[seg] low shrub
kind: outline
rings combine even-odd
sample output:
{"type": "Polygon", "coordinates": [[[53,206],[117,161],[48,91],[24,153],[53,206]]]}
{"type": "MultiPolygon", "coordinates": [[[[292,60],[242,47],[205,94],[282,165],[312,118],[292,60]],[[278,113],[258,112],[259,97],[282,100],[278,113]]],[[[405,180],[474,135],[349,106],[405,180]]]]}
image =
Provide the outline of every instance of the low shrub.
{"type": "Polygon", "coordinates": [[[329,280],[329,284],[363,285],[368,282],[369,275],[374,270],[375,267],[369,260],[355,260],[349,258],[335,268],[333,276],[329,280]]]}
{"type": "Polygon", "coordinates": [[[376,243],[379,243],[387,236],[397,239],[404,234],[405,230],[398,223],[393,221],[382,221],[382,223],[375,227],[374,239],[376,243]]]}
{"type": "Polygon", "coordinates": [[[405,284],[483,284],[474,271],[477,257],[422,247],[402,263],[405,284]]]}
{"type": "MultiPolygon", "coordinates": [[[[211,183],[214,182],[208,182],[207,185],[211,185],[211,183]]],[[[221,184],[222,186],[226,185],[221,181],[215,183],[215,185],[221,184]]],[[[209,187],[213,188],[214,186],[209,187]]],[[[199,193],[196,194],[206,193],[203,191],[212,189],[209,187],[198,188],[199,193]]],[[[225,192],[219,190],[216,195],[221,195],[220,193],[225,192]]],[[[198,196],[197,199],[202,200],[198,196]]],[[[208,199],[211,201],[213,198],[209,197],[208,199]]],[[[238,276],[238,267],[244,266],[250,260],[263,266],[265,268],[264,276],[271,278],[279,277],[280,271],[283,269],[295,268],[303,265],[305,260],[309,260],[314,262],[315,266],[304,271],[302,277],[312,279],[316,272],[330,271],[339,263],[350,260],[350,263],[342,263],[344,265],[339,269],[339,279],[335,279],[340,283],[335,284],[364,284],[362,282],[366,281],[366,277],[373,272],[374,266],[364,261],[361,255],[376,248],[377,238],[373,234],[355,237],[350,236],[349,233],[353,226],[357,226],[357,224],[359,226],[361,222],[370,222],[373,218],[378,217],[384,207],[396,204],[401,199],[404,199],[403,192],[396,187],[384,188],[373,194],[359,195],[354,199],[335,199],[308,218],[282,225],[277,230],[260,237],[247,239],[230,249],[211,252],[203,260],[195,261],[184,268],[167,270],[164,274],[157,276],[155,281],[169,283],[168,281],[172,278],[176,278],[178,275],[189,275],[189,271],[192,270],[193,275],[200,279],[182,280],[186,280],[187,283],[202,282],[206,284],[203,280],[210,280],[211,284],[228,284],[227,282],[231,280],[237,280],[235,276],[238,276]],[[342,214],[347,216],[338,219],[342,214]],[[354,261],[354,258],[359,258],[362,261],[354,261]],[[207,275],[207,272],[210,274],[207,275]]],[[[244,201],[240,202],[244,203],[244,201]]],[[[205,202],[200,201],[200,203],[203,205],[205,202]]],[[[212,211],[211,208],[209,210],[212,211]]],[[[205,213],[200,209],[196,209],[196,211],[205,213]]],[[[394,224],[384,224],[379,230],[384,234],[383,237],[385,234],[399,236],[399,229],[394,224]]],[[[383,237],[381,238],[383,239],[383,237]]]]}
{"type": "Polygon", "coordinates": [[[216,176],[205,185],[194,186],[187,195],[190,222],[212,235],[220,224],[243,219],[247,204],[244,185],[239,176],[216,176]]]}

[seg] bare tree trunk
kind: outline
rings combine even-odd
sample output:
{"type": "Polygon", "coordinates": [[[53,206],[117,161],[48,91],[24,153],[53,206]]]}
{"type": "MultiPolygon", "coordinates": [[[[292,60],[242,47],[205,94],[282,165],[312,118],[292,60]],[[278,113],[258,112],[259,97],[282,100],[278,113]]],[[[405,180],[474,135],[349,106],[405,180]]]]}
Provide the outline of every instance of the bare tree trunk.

----

#### What you have to do
Within the material, how many lines hold "trunk"? Say only the number.

#### Expected output
2